When I was going through chemo for breast cancer two years ago, I ate these bars a lot. Little protein punches designed to satisfy whenever food actually sounded good -- hence, "anytime." Oddly, food sounded most good when I was in the Chemo Lounge, receiving an infusion of medicine! But whatever the reason, I was prepared with my Anytime Bars and bone broth (but that's another story). My mother-in-law kept me well-supplied with both.
And now it is my turn to get someone else through chemo: My dad. He'll start chemo next Monday for metastatic pancreatic cancer. Already he's experiencing loss of appetite and weight-loss from the cancer itself. Chemo will add another complication to this.
So the Anytime Bars are perfect to have on hand for when he needs a healthy, tasty, satisfying bite. Plus, flaxseeds have been known to slow the growth of estrogen-receptive breast cancer tumors! Almonds are good for reducing inflammation, and blueberries are an antioxidant. Win, win, win!
But people who aren't dealing with cancer like these bars, too, since they are so tasty. They are great for kids, grabbing on the go, or after a work-out.
Almond Blueberry Anytime Bars, adapted from Rebecca Katz's The Cancer-Fighting Kitchen; makes 20-25 bars
2 cups raw almonds*
2 TBSP spelt or whole wheat flour
2 TBSP unbleached all-purpose flour
2 TBSP finely ground flaxseeds
1/4 tsp sea salt
1/8 tsp baking soda
1/4 cup old-fashioned rolled oats
2 cups dried blueberries*
5 TBSP maple syrup
1 tsp almond extract*
*You can substitute other nuts and other dried fruit to suit your taste buds. If you decide not to use almonds, substitute vanilla extract for the almond extract.

======

**Activities**
- a) Translate this sentence from the Anytime Bars post into Spanish: "They are great for kids, grabbing on the go, or after a work-out."
- b) In the Anytime Bars post, turn the paragraph beginning "So the Anytime Bars are perfect" into a bulleted list that keeps its main facts.
- c) Resume the Almond Blueberry Anytime Bars recipe after its final note on substitutions.

======

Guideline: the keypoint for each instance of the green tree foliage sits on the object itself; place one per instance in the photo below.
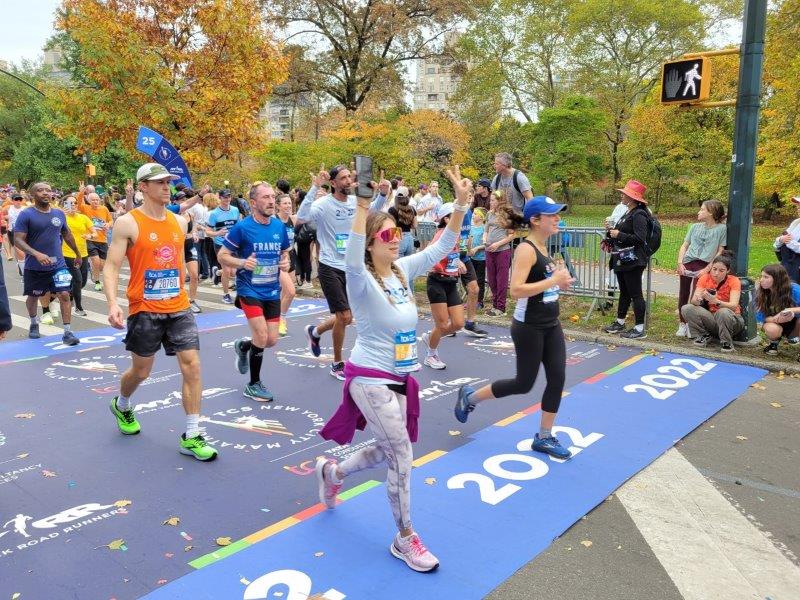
(567, 144)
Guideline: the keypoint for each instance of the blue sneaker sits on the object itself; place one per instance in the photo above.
(313, 341)
(463, 406)
(550, 446)
(242, 361)
(258, 392)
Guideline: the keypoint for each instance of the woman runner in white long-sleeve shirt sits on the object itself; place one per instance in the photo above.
(378, 388)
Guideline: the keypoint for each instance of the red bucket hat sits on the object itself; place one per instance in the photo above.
(634, 189)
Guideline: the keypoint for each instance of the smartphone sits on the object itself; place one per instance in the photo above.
(364, 175)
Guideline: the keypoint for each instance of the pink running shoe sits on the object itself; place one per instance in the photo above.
(414, 553)
(327, 490)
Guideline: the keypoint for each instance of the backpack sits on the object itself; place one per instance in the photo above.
(653, 241)
(514, 180)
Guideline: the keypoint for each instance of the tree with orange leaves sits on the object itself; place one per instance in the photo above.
(197, 71)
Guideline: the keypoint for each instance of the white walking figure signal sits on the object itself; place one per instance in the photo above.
(691, 77)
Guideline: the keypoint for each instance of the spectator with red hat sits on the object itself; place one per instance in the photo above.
(629, 258)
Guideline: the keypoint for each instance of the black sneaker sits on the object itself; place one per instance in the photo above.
(771, 349)
(615, 327)
(475, 331)
(633, 334)
(702, 340)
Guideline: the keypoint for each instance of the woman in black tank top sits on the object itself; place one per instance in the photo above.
(535, 328)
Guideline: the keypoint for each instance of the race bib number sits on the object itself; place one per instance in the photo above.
(266, 271)
(161, 284)
(341, 242)
(62, 278)
(452, 263)
(405, 352)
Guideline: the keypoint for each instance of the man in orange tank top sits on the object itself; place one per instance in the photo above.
(152, 239)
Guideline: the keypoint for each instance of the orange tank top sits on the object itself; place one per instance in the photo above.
(156, 261)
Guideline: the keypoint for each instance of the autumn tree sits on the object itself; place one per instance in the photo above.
(196, 71)
(359, 47)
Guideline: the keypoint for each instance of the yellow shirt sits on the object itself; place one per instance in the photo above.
(80, 225)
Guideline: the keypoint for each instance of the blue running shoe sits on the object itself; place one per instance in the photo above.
(313, 341)
(463, 406)
(241, 348)
(550, 446)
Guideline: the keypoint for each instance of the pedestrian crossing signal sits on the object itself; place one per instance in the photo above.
(686, 81)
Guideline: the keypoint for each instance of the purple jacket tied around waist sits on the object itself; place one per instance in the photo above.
(341, 427)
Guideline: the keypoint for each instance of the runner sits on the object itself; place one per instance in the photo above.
(287, 278)
(38, 232)
(379, 389)
(220, 220)
(333, 214)
(258, 247)
(152, 240)
(447, 308)
(82, 230)
(101, 219)
(535, 329)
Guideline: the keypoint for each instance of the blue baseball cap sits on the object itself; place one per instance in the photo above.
(541, 205)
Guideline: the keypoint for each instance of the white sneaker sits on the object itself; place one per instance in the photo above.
(414, 553)
(434, 362)
(328, 491)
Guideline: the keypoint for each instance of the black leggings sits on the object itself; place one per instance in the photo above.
(630, 289)
(304, 261)
(536, 347)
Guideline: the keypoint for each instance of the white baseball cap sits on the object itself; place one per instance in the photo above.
(154, 172)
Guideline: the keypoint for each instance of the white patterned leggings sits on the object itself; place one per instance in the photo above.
(385, 411)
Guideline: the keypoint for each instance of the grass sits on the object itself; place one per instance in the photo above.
(673, 232)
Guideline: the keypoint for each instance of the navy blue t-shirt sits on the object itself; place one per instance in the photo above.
(43, 231)
(267, 242)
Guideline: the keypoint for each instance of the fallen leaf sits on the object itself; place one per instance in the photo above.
(117, 545)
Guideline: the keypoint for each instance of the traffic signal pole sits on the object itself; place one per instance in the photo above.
(743, 161)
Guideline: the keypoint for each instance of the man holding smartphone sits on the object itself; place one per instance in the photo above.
(333, 215)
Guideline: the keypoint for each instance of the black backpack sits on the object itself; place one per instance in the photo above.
(653, 241)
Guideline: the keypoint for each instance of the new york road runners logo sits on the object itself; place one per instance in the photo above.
(264, 428)
(301, 357)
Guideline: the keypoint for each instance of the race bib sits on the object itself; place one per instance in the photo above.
(405, 352)
(62, 278)
(161, 284)
(341, 242)
(452, 263)
(266, 271)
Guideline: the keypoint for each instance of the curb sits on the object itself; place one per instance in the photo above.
(605, 339)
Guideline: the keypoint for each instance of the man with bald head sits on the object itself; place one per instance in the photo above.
(90, 204)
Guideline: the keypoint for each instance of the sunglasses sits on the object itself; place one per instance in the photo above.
(390, 235)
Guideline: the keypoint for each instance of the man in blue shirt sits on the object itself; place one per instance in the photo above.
(220, 221)
(39, 232)
(258, 247)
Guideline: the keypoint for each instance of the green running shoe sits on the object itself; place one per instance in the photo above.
(198, 448)
(258, 392)
(126, 420)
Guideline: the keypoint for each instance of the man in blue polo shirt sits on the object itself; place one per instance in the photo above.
(258, 247)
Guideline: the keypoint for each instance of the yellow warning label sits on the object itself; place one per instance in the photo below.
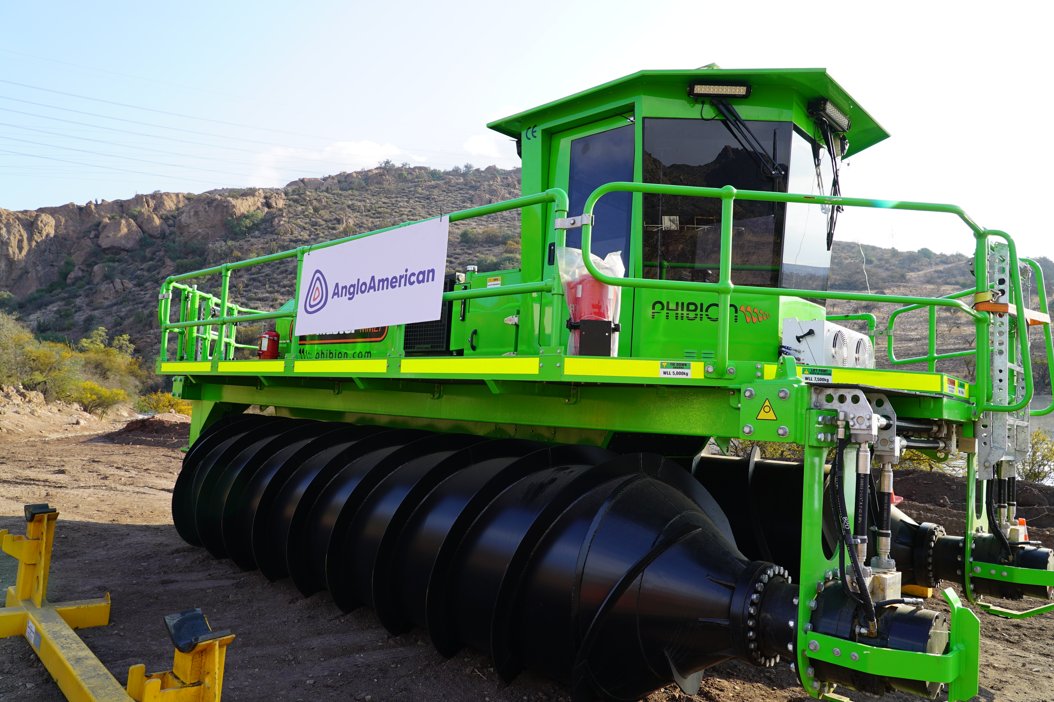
(767, 412)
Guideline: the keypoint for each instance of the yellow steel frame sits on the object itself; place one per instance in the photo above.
(51, 630)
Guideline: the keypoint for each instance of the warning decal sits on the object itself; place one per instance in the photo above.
(766, 412)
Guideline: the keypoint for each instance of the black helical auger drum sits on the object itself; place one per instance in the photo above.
(615, 573)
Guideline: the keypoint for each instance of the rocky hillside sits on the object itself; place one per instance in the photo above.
(67, 269)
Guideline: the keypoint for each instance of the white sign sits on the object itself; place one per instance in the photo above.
(394, 277)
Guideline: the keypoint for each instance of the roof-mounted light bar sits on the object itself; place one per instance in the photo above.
(823, 109)
(701, 90)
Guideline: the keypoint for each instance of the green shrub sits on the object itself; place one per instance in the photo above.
(95, 398)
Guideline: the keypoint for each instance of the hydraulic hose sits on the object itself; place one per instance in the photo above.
(862, 597)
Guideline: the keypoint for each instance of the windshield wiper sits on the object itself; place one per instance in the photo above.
(836, 190)
(741, 132)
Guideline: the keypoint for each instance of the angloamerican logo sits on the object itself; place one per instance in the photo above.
(317, 293)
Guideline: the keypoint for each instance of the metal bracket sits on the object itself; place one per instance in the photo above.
(852, 406)
(197, 666)
(887, 446)
(572, 222)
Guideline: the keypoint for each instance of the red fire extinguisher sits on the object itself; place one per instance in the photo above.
(268, 345)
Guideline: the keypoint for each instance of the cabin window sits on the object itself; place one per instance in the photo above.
(598, 159)
(682, 235)
(806, 260)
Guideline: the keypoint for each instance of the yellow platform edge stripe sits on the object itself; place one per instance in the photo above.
(187, 367)
(882, 378)
(592, 367)
(512, 366)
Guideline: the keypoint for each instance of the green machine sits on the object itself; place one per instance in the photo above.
(516, 464)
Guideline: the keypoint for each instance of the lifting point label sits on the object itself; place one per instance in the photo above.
(767, 412)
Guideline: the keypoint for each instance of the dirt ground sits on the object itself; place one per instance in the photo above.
(112, 485)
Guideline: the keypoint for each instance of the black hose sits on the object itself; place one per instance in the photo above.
(912, 442)
(916, 425)
(994, 520)
(863, 597)
(908, 601)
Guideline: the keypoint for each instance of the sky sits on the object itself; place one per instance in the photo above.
(106, 100)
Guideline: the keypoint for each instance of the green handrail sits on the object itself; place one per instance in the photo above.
(1037, 274)
(932, 356)
(724, 285)
(232, 314)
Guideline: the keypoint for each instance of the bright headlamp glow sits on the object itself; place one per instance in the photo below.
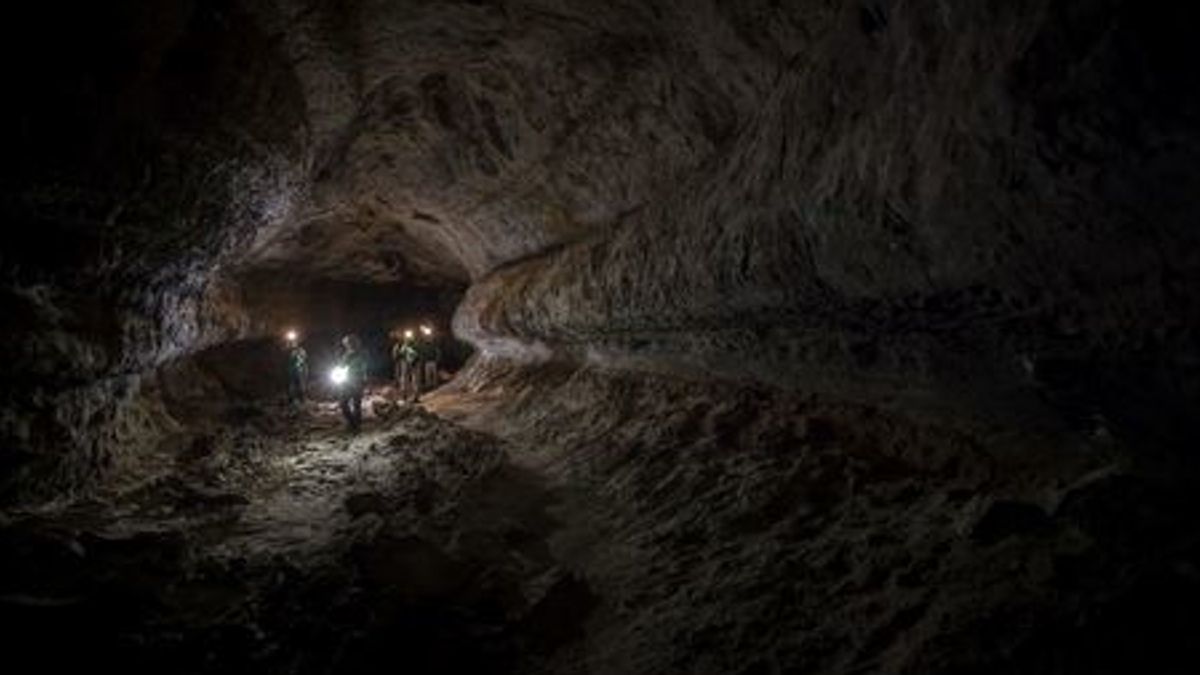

======

**Exercise answers**
- a) Son ideales para los niños, para comer sobre la marcha o después de hacer ejercicio.

- b)
- The Anytime Bars are perfect to keep on hand for when the writer's dad needs a healthy, tasty, satisfying bite.
- Flaxseeds have been known to slow the growth of estrogen-receptive breast cancer tumors.
- Almonds are good for reducing inflammation.
- Blueberries are an antioxidant.

- c)
Pre-heat the oven to 350 degrees. Lightly oil a 9-inch square pan (I use coconut oil).
Spread the almonds in a single layer on the prepared baking sheet and toast for 7-10 minutes, until aromatic and slightly browned. Watch them carefully, as they can burn easily. Turn the oven down to 325 degrees.
Combine the flours, flax seeds, salt, baking powder, and baking soda. Stir to combine.
In a food processor, chop the nuts and fruit. Or chop by hand. Add the nuts and fruit to the flour mixture. Add the oats and stir to combine.
In a large bowl, whisk the egg, maple syrup, and almond extract together until thoroughly combined. Add the fruit and nut mixture and use your hands to mix thoroughly, being sure to separate any clumps of fruit.
Spread the mixture in the oiled baking pan in an even layer and bake for 25-30 minutes, until set and golden brown; don't over-bake or the bards will be too dry. Let cool on a wire rack for 5 minutes, then cut into 20 or 25 squares. Leave the bars in the pan until completely cool so they'll hold together when you remove them.
STORAGE: Store in an airtight container at room temperature for 5-7 days, or in the freezer for 2 months.